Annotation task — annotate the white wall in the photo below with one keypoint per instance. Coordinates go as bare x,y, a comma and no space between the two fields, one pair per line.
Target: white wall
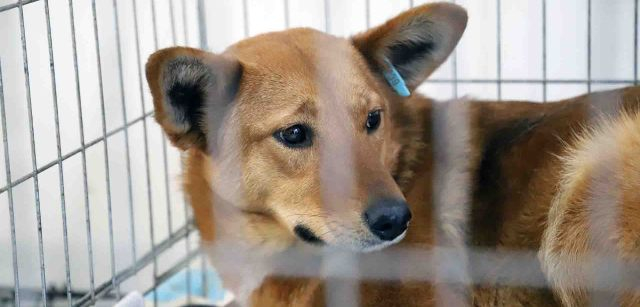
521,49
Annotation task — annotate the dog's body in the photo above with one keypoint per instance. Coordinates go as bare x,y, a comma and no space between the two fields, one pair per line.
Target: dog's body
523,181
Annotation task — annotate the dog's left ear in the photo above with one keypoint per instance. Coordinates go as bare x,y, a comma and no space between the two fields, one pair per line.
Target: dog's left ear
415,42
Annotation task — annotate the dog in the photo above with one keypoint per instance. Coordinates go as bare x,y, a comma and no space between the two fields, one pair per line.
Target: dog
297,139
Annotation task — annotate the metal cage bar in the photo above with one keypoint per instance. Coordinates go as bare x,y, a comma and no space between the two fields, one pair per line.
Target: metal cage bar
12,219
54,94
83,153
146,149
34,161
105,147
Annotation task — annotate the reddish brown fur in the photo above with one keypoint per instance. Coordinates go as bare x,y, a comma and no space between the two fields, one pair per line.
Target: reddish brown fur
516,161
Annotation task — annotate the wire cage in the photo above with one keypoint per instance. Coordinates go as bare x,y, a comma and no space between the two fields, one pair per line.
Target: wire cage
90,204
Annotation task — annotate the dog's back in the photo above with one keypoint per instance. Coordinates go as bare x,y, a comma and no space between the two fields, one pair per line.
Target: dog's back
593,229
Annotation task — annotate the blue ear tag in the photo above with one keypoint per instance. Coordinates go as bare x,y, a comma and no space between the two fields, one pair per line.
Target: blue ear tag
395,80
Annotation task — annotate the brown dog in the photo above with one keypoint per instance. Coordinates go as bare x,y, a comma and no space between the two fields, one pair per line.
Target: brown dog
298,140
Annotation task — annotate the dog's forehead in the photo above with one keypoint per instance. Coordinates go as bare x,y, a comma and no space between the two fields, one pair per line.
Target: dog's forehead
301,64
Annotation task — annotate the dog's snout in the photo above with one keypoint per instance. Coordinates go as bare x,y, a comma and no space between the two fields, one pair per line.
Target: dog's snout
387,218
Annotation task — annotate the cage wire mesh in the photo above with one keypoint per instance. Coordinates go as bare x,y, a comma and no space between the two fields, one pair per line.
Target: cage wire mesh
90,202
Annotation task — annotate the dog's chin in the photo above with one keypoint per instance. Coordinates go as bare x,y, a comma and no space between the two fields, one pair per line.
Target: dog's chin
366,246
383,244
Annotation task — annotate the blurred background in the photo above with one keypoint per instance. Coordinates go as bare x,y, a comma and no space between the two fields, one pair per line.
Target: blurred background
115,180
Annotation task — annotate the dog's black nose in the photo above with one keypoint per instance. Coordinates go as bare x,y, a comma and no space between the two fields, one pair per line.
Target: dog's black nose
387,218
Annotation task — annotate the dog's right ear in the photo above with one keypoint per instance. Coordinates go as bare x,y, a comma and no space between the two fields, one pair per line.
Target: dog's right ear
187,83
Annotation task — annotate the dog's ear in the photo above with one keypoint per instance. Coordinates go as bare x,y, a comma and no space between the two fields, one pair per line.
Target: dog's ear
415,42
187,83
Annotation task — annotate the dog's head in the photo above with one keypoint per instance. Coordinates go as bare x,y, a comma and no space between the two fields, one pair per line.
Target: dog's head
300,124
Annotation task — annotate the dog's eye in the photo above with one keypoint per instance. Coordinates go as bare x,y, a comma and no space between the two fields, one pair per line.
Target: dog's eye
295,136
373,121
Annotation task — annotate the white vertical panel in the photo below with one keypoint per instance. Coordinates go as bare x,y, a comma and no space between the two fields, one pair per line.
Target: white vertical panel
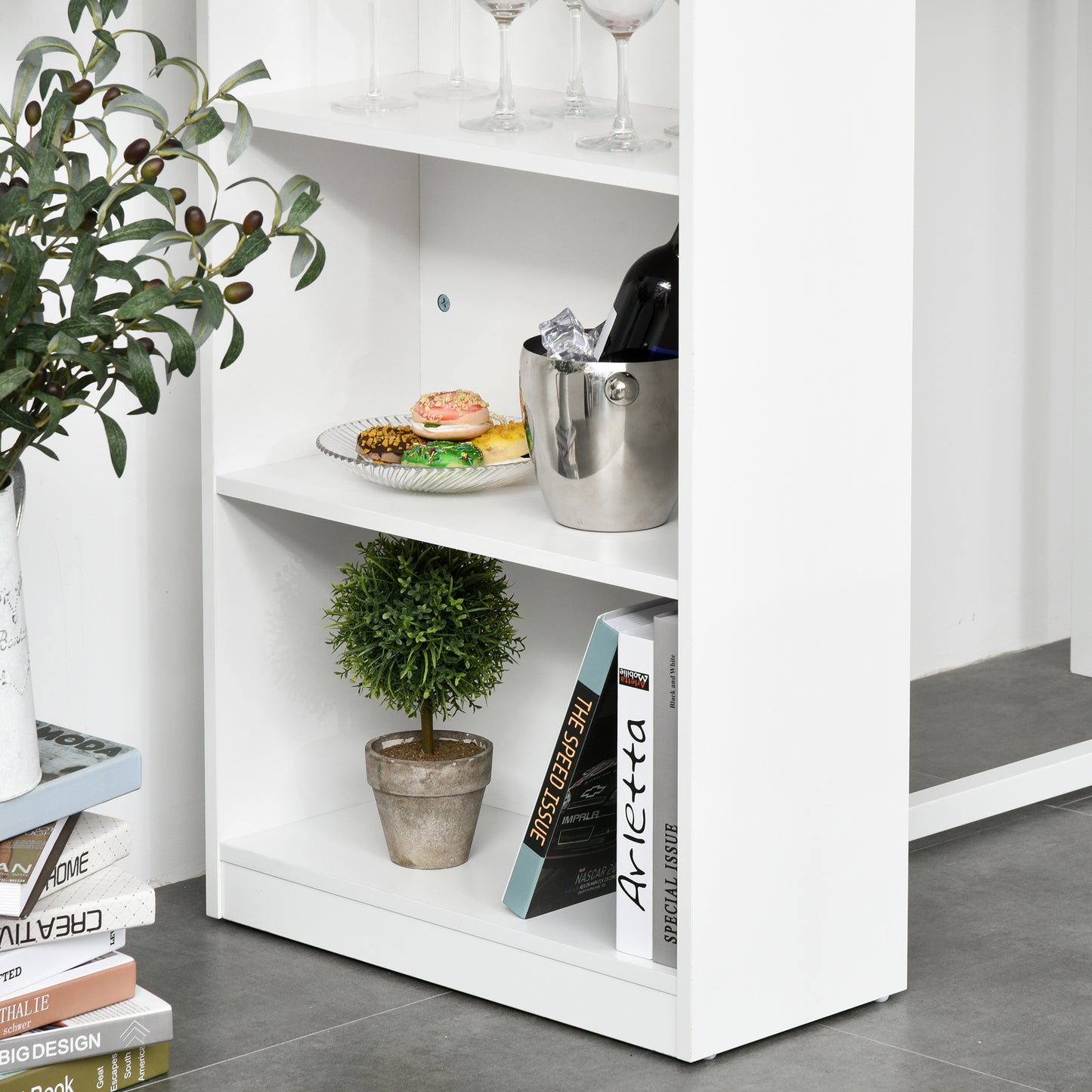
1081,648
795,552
------------------------------
The material above is to be repeated word for word, with no images kept.

**FINISHED EXERCISE**.
Annotation task — annotate the white wall in the photo below with one keypoint per instance. Coordinates go as bare x,y, a comma and no space between the two fields, one pair per line.
Target: white wall
521,49
Annotation task — annotate the dog's body in the photo above with one keypoint per instance. Coordinates go as bare x,y, a comma and no space between the two fields, one pair per line.
Target: dog's body
523,181
Annotation task — annotate the dog's left ear in the photo above with one keypoint per instance. Coordinates go as bare x,y, a comma and no space between the two fields, one pair per line.
Target: dog's left ear
415,42
Annotation task — annotate the dog in the photo above with one keypoint per instance. Coordinates go as bare x,y, a comma and no space between the two fields, one pair per line.
Target: dog
297,139
Annotation task — annotate the metal cage bar in the photo above with one keypoint per instance. Coordinates go as bare x,y, a comma and no space between the two fields, one pair per line.
Target: metal cage bar
12,219
54,94
83,153
146,149
34,161
105,147
Annotation task — annotate the reddish brown fur in the photo above with one keypoint per instance. Coordinates go as bare x,y, a comma and no space between the two fields, one pair per line.
Target: reddish brown fur
516,161
Annotation task — annotate the wire cage in the photo above with one keypoint per instance. Coordinates go as bare x,y, a comma and no space between the two fields, one pair per line.
Target: wire cage
90,204
Annotation task — annotate the dog's back in the photo above with one keypoint per instance. Coordinates go as bare x,y, a comma and no space between the two fields, one pair per line.
Target: dog's back
593,229
Annotation task — annotate the blue ear tag in the photo above with one keypoint per instance. Coordinates go as bare x,y, a comma and no space between the two fields, one pair per line.
Target: blue ear tag
395,80
Annotation task — annotate the brown dog in the photo above with one keypoint per instance. Coordinates go as bare x,y, a comma and no space between the two fields, one pair per line.
Target: brown dog
298,140
Annotation task — annotate the dog's forehead in the photo above with one keypoint per instance. Coordinates go as bare x,y, a comma and no space between the two fields, one pair per line.
Target: dog's forehead
301,64
Annotation task — annotate the dog's snout in the photo above with one keypoint per instance. Coordinates go as bare x,y, a comma and no space between the two fields, one pair per line.
Target: dog's snout
387,218
Annotation task — annotate the cage wire mesh in the photo above with one keypoint per instance. Coordinates go as bare x,y, a comma and no space between the two fields, one pair per line.
Target: cage wire mesh
90,202
Annotation task — annotate the dog's chin in the photo above with one keypoint per instance. Coordinates go as bare x,y, a comma and no space between the two fields, one pair per line.
Target: dog's chin
366,246
383,244
Annotation task — annotate the blurred background in the photo above with one keypoint per instance. Coordinates go as bare x,y, a comma and no space between the two fields, one pair per line.
Target: blurred background
115,180
Annotation task — annotate the dog's black nose in the photo above with one keypoint per instance. Coordinates go as bare x,y, a comma and no space between the two fields, one pair per line.
Target: dog's black nose
387,218
Annotation task — annotate the dog's right ear in the photo above with one keypoint per instance. Coordinates go as bare x,y, a comma and no space between the two fields, one pair per line.
Target: dog's right ear
187,83
Annotation task — annotate the dog's ear in the photo above with one keypoint per instance. Coordinates go as bare x,y, a comma and no space between the two fields, one pair per line.
Target: dog's ear
415,42
187,83
Annotation task — annotate the dog's head in the photo above with one keypoint per instance. Coordinates go as bare x,y, a comma and no space between the two fields, one pair per line.
Target: dog's head
300,124
Annotation task — annotate the dog's eye in the photo above with one keypoint per instance. Coordinates go as bare x,y, a comma and no space between the two fields, one pair per line.
Target: dog's eye
295,136
373,121
Annotation task — annotate the white vertical panel in the photo below with one keypoint per instance. Coordinates go as bare x,y, a comma and no space between the two fields, one pair per line.
Target: white vertical panel
1081,648
795,552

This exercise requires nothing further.